Fragmento del texto -
Hebreos 8, 6-13; Sal 84, 8 y 10. 11-12. 13-14; san Marcos 3, 13-19

Me decía un amigo que al ir a trabajar ayer le asaltaron sus compañeros con el siguiente comentario: “¡Lástima que hayas llegado tarde, porque te hubieras evitado el haber criado tantos hijos!”. Y esto hacía referencia al malentendido acerca de los preservativos y el parecer de la Iglesia. Ya todos se hacían “vivas” del gran cambio producido:”¡La Iglesia permite el uso de condones!”. Además, a costa de los enfermos del Sida (porque a todo hay que sacarle “tajada”), cualquiera podía ir a la farmacia de guardia (como algún periodista afirmaba también ayer) a comprar por la noche (resulta curioso que ese tipo de acciones se realicen con nocturnidad y alevosía) la correspondiente cajita de preservativos.

Requisitos del ejercicio - Repite sin cambios el pasaje del fragmento sobre los preservativos que va de "Me decía un" a "cajita de preservativos.", ambos incluidos.

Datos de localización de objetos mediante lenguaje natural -

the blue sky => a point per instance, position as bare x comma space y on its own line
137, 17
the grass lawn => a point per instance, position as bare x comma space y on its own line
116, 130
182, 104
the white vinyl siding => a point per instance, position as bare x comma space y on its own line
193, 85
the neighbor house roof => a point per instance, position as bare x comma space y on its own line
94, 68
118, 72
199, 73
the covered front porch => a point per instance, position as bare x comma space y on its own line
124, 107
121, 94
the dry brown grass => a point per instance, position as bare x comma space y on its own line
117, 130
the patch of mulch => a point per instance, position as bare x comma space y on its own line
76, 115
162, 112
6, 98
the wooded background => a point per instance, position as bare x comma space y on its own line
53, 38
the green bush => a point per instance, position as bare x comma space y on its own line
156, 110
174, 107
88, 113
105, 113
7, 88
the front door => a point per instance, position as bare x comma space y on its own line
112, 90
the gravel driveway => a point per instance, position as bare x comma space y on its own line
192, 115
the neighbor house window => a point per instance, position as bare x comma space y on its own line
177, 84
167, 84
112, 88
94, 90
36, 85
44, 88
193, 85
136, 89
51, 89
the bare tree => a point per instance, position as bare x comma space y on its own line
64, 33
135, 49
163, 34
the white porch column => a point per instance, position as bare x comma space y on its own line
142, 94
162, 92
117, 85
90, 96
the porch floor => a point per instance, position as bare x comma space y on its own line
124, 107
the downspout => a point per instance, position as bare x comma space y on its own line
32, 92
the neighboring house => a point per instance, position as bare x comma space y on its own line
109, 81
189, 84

Resultado -
Me decía un amigo que al ir a trabajar ayer le asaltaron sus compañeros con el siguiente comentario: “¡Lástima que hayas llegado tarde, porque te hubieras evitado el haber criado tantos hijos!”. Y esto hacía referencia al malentendido acerca de los preservativos y el parecer de la Iglesia. Ya todos se hacían “vivas” del gran cambio producido:”¡La Iglesia permite el uso de condones!”. Además, a costa de los enfermos del Sida (porque a todo hay que sacarle “tajada”), cualquiera podía ir a la farmacia de guardia (como algún periodista afirmaba también ayer) a comprar por la noche (resulta curioso que ese tipo de acciones se realicen con nocturnidad y alevosía) la correspondiente cajita de preservativos.